SOURCE MATERIAL —

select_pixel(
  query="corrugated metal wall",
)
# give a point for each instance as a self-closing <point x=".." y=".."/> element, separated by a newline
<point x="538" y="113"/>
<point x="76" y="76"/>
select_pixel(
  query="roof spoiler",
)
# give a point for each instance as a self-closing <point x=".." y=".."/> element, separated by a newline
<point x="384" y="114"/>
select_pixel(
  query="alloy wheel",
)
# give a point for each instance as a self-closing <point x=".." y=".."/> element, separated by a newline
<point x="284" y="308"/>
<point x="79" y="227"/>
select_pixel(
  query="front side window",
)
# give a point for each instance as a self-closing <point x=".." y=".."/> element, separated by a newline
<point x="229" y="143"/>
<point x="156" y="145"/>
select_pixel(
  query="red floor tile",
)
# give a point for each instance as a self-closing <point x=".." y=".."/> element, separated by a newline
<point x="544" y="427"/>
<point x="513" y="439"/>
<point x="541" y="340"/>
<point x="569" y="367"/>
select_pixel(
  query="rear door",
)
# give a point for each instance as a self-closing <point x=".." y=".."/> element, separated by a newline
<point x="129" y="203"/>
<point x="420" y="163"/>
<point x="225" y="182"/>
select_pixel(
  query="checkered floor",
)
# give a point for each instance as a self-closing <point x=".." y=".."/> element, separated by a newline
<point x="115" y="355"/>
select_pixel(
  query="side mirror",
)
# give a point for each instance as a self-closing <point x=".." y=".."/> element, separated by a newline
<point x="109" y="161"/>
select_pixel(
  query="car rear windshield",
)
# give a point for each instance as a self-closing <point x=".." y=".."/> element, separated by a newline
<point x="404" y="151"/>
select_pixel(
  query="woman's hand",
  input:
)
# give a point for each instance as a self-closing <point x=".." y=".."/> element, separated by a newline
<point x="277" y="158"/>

TO DO — Go through the data above and repeat all of it exactly.

WRITTEN ANSWER —
select_pixel(
  query="corrugated metal wall",
)
# give a point for each instance as a self-closing <point x=".." y=".."/> element, separated by a newline
<point x="538" y="113"/>
<point x="76" y="76"/>
select_pixel(
  query="roof spoiler",
)
# give a point for each instance as a self-closing <point x=".." y=".."/> element, separated by a newline
<point x="384" y="114"/>
select_pixel(
  query="alloy wheel",
)
# give a point for each instance as a self-closing <point x=".." y=".."/> element, separated by a newline
<point x="284" y="308"/>
<point x="79" y="227"/>
select_pixel(
  query="front side window",
)
# give a point for each instance as a self-closing <point x=".." y=".."/> element, separated by a newline
<point x="229" y="143"/>
<point x="156" y="145"/>
select_pixel(
  query="red floor tile",
)
# give a point for each instance as a self-closing <point x=".." y=".."/> element, separated by a newline
<point x="544" y="427"/>
<point x="513" y="439"/>
<point x="541" y="340"/>
<point x="569" y="367"/>
select_pixel(
  query="rear door",
)
# give a point for each instance as a self-closing <point x=".." y=".."/> element, separated by a newline
<point x="129" y="203"/>
<point x="420" y="163"/>
<point x="225" y="182"/>
select_pixel(
  query="checkered floor",
)
# give a point for each instance as a self-closing <point x=".." y=".."/> element, separated by a newline
<point x="115" y="355"/>
select_pixel(
  query="side mirror",
)
# give a point for each instance as a self-closing <point x=".." y=".."/> element, separated by a newline
<point x="109" y="161"/>
select_pixel(
  query="car rear windshield",
)
# give a point for each instance as a self-closing <point x=".." y=".."/> element, separated by a newline
<point x="404" y="151"/>
select_pixel(
  query="woman's hand",
  input:
)
# give a point for each instance as a self-closing <point x=".." y=".."/> element, separated by a newline
<point x="277" y="158"/>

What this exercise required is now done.